[Excerpts of bounding box data]
---

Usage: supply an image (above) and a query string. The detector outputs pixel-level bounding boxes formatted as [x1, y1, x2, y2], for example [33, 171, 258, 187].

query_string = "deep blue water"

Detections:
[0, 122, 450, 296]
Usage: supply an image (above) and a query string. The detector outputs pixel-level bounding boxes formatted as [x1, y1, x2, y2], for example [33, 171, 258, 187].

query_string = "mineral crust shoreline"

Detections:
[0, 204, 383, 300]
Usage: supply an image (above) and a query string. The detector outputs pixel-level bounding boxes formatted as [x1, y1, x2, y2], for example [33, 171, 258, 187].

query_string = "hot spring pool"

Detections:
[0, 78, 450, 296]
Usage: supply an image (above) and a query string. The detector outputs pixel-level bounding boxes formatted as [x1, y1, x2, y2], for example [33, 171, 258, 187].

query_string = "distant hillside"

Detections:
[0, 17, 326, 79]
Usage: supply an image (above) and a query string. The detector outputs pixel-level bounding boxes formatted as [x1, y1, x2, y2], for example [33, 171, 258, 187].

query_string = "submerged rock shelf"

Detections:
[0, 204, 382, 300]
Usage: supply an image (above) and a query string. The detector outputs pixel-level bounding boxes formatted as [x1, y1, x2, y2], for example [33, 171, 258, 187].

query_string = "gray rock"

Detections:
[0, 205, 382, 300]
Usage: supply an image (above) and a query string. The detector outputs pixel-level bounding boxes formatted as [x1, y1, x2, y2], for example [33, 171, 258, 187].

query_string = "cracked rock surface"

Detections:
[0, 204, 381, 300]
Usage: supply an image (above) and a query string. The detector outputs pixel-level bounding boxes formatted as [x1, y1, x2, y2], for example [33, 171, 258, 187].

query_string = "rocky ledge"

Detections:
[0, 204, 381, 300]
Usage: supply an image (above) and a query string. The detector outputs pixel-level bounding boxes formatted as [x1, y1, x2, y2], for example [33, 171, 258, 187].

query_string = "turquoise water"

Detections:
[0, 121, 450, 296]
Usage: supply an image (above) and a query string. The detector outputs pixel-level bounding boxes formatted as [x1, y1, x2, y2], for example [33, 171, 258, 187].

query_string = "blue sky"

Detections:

---

▶ **REQUIRED TASK**
Convert the records, starting at the beginning and ending at the line "[0, 204, 383, 300]", into a two-column CSV with the header input,output. Give one row per record, with its text under input and its answer under output, put each field in double quotes, and replace line breaks with spaces.

▶ **ANSWER FOR THIS EXERCISE**
input,output
"Usage: supply an image (above) and a query string. The detector outputs pixel-level bounding boxes formatted as [x1, y1, x2, y2], for example [33, 171, 258, 187]. query_string = ""deep blue water"" Detections:","[0, 122, 450, 296]"
"Usage: supply an image (above) and a query string. The detector outputs pixel-level bounding boxes formatted as [x1, y1, x2, y2], for example [33, 171, 258, 187]. query_string = ""mineral crust shoreline"" Detections:","[0, 204, 383, 300]"